To do
Reproduce only the lines from the line containing "Keep to these rules. Indicate every instance of the man's" to the end of the entries below, including both of those lines.
==== Record excerpts ====
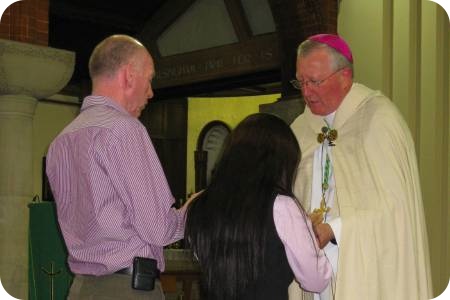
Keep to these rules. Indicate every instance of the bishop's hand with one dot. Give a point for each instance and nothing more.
(324, 234)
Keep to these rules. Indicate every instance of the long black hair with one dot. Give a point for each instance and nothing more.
(227, 225)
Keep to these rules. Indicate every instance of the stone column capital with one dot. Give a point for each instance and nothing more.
(32, 70)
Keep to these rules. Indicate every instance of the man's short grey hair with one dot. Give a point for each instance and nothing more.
(337, 59)
(112, 53)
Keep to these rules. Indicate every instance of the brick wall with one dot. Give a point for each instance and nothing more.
(26, 21)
====
Response for this exercise
Keep to these rules. Indicate every instance of the man's short grey hair with one dot. Give a point for each instance and nothing more.
(337, 59)
(112, 53)
Keep to these rules. Indicate every instance of the brick wall with one dot. Give a point for each instance and nothing more.
(26, 21)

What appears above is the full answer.